Image point grounding data:
########

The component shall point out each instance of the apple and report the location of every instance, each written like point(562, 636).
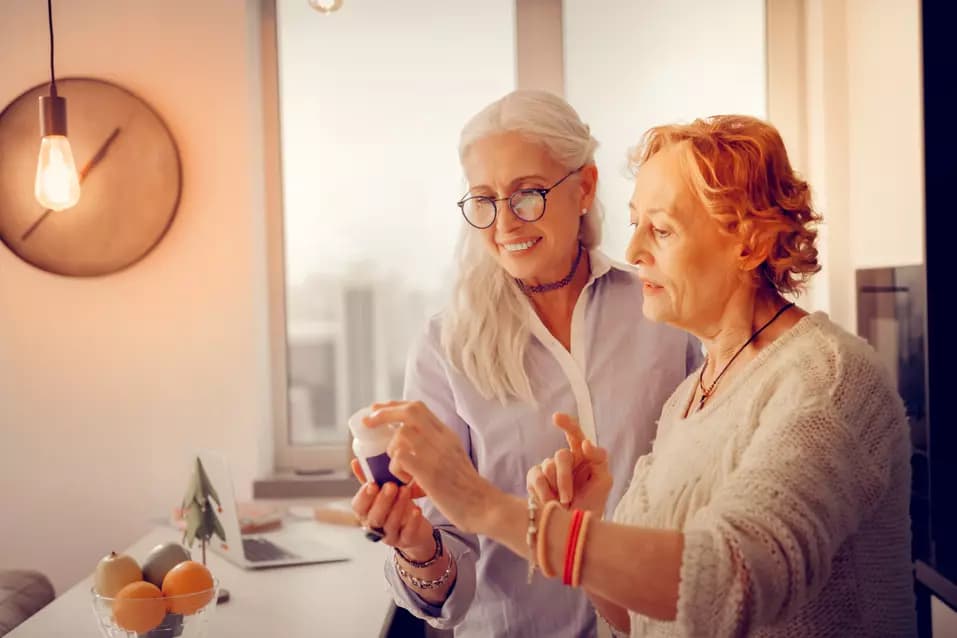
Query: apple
point(161, 560)
point(114, 572)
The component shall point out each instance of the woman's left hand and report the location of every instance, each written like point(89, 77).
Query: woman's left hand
point(426, 450)
point(578, 476)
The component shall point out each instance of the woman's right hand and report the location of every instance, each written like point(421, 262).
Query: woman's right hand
point(577, 476)
point(392, 510)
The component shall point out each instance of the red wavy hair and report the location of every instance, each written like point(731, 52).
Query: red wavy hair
point(739, 170)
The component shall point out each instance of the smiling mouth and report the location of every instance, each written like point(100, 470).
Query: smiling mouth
point(516, 247)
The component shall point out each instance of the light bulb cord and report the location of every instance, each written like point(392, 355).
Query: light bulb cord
point(52, 73)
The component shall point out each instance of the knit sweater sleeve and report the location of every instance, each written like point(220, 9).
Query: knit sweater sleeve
point(818, 462)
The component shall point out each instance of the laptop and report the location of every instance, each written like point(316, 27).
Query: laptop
point(278, 548)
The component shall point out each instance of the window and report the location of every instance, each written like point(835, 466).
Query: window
point(372, 99)
point(371, 102)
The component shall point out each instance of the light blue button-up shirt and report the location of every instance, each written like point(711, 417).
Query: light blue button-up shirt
point(619, 372)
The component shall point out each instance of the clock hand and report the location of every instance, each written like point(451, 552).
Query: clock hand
point(90, 165)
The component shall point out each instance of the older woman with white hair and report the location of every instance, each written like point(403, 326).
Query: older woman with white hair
point(775, 500)
point(540, 322)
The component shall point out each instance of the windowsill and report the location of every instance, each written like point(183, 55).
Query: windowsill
point(289, 485)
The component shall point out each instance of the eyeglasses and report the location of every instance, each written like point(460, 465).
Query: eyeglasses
point(527, 204)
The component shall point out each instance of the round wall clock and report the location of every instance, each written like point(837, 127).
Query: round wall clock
point(130, 176)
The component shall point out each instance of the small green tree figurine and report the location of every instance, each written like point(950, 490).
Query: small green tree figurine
point(198, 511)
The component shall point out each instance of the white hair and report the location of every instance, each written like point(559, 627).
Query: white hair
point(485, 328)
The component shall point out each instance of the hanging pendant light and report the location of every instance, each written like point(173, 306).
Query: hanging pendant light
point(325, 6)
point(57, 184)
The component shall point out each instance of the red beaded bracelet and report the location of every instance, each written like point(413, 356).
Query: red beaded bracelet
point(571, 545)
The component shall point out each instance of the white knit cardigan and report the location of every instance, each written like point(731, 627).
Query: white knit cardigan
point(791, 486)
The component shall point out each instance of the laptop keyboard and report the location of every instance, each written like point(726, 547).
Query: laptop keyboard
point(259, 550)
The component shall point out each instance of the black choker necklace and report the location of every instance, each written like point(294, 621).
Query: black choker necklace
point(707, 392)
point(555, 285)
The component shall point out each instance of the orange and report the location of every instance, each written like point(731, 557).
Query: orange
point(188, 587)
point(139, 607)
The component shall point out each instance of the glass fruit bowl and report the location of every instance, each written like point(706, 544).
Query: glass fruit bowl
point(184, 616)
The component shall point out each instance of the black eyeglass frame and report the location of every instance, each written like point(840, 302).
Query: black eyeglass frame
point(542, 192)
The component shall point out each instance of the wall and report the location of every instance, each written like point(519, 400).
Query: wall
point(106, 385)
point(631, 65)
point(862, 147)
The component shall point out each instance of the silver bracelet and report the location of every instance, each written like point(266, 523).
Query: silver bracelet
point(422, 583)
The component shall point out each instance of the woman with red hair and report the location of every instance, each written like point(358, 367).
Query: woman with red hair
point(775, 499)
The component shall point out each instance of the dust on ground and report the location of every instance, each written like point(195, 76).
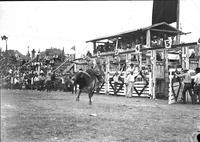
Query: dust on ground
point(33, 116)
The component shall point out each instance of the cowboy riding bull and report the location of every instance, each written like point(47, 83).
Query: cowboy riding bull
point(89, 80)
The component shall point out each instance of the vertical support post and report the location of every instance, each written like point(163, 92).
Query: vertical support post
point(153, 55)
point(177, 21)
point(117, 42)
point(107, 75)
point(187, 60)
point(140, 60)
point(94, 47)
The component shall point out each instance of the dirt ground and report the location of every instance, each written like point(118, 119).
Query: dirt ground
point(32, 116)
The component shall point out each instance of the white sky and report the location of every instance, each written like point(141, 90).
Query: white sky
point(59, 24)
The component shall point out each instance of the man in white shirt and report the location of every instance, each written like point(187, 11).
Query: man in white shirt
point(187, 79)
point(129, 69)
point(117, 81)
point(131, 81)
point(197, 84)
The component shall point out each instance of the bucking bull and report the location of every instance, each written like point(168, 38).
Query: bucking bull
point(88, 81)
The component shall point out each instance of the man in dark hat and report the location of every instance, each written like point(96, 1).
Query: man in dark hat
point(197, 84)
point(187, 80)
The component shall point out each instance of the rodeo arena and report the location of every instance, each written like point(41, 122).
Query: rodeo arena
point(137, 85)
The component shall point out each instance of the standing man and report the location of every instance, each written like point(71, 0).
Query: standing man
point(117, 79)
point(197, 84)
point(131, 81)
point(187, 85)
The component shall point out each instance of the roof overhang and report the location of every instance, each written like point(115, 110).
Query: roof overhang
point(156, 29)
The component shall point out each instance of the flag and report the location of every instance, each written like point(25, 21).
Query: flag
point(164, 11)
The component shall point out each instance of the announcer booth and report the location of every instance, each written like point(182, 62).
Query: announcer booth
point(154, 49)
point(144, 47)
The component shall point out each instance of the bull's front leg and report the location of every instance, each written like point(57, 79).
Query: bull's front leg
point(78, 96)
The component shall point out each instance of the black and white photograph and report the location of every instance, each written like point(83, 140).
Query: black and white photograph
point(100, 71)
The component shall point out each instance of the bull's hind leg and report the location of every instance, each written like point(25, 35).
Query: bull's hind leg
point(78, 96)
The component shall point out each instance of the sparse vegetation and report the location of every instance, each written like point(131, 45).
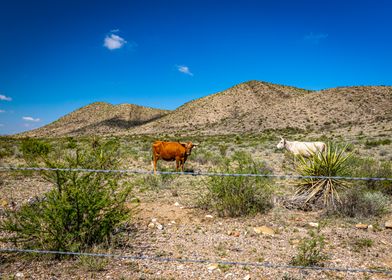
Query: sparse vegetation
point(237, 196)
point(310, 251)
point(330, 163)
point(360, 202)
point(32, 149)
point(82, 209)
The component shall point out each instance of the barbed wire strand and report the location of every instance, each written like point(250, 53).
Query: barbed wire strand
point(210, 174)
point(200, 261)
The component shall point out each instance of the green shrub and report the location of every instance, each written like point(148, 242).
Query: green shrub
point(71, 143)
point(237, 196)
point(375, 143)
point(310, 251)
point(361, 243)
point(34, 148)
point(82, 210)
point(223, 149)
point(359, 202)
point(332, 162)
point(367, 167)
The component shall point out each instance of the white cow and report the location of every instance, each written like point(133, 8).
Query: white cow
point(304, 149)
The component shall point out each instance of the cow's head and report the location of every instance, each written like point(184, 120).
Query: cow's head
point(188, 147)
point(281, 144)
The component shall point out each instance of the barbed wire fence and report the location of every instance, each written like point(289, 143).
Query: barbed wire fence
point(208, 174)
point(187, 260)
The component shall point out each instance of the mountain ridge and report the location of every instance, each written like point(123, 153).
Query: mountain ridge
point(252, 106)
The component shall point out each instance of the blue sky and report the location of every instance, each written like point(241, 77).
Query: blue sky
point(57, 56)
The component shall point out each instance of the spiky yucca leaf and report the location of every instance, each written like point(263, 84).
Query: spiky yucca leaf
point(332, 162)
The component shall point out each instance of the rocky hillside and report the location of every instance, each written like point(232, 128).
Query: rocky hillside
point(99, 118)
point(248, 107)
point(258, 106)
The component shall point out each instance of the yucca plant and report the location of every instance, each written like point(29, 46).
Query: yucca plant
point(332, 162)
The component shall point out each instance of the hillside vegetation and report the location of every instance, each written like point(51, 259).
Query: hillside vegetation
point(250, 107)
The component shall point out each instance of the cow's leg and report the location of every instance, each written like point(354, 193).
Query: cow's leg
point(177, 164)
point(182, 165)
point(155, 161)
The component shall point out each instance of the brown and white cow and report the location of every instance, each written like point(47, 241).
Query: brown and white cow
point(171, 151)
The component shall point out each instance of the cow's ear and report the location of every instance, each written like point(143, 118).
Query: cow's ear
point(183, 144)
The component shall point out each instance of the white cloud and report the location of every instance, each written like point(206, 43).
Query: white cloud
point(113, 42)
point(5, 98)
point(31, 119)
point(315, 38)
point(184, 69)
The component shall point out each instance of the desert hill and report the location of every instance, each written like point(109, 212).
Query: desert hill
point(247, 107)
point(258, 106)
point(98, 118)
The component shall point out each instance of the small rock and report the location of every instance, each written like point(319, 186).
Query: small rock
point(159, 226)
point(294, 242)
point(315, 225)
point(264, 230)
point(3, 203)
point(234, 233)
point(212, 267)
point(361, 226)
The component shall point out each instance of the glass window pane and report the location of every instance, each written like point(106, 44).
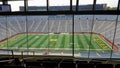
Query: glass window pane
point(85, 5)
point(108, 4)
point(37, 5)
point(15, 5)
point(58, 5)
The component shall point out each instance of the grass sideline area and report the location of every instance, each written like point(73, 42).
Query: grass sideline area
point(58, 41)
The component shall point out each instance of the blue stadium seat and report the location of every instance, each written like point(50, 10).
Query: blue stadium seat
point(104, 65)
point(85, 65)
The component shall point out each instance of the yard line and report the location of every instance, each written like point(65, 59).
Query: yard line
point(66, 26)
point(35, 30)
point(101, 25)
point(51, 27)
point(98, 54)
point(19, 26)
point(88, 25)
point(15, 30)
point(58, 26)
point(32, 25)
point(80, 24)
point(45, 26)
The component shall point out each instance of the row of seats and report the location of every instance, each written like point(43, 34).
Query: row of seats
point(54, 63)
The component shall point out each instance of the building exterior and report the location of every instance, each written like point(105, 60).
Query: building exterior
point(61, 8)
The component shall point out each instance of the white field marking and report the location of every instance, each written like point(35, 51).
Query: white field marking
point(44, 26)
point(104, 42)
point(98, 54)
point(37, 26)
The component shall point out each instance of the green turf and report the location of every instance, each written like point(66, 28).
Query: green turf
point(82, 42)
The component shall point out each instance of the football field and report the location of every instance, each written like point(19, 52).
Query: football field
point(62, 41)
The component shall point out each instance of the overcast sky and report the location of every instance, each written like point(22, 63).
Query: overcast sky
point(15, 5)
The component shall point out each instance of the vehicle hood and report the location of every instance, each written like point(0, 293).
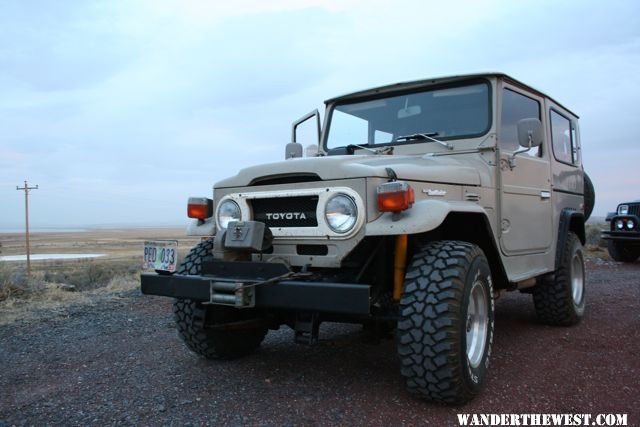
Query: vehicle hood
point(461, 170)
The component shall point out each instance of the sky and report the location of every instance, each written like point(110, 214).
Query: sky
point(120, 110)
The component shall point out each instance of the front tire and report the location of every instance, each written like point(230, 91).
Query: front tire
point(195, 320)
point(621, 252)
point(560, 298)
point(445, 328)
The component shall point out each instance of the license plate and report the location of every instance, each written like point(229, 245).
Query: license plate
point(161, 255)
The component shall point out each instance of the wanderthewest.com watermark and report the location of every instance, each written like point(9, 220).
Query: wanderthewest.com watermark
point(542, 420)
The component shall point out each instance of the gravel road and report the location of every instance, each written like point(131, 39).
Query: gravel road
point(119, 362)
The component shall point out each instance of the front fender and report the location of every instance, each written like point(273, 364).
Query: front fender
point(423, 216)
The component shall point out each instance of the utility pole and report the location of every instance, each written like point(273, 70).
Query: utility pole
point(26, 189)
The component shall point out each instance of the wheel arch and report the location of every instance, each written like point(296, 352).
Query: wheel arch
point(472, 227)
point(572, 221)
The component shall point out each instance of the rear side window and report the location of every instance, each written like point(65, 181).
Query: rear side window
point(563, 139)
point(516, 107)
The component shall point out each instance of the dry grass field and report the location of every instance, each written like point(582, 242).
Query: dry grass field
point(53, 284)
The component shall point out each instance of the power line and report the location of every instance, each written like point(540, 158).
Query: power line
point(26, 189)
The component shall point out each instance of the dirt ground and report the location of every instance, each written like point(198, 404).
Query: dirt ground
point(117, 360)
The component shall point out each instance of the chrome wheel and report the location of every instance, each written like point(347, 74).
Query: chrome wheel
point(477, 324)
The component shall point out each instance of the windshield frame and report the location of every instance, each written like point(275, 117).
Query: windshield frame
point(332, 108)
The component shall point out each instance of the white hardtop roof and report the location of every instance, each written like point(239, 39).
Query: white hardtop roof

########

### [REQUIRED WORK]
Take each line above that contains "hardtop" and copy it out.

### [EXERCISE SOLUTION]
The component shall point out each instance of the white hardtop roof and report the location of every instance, each written like point(239, 39).
Query: white hardtop roof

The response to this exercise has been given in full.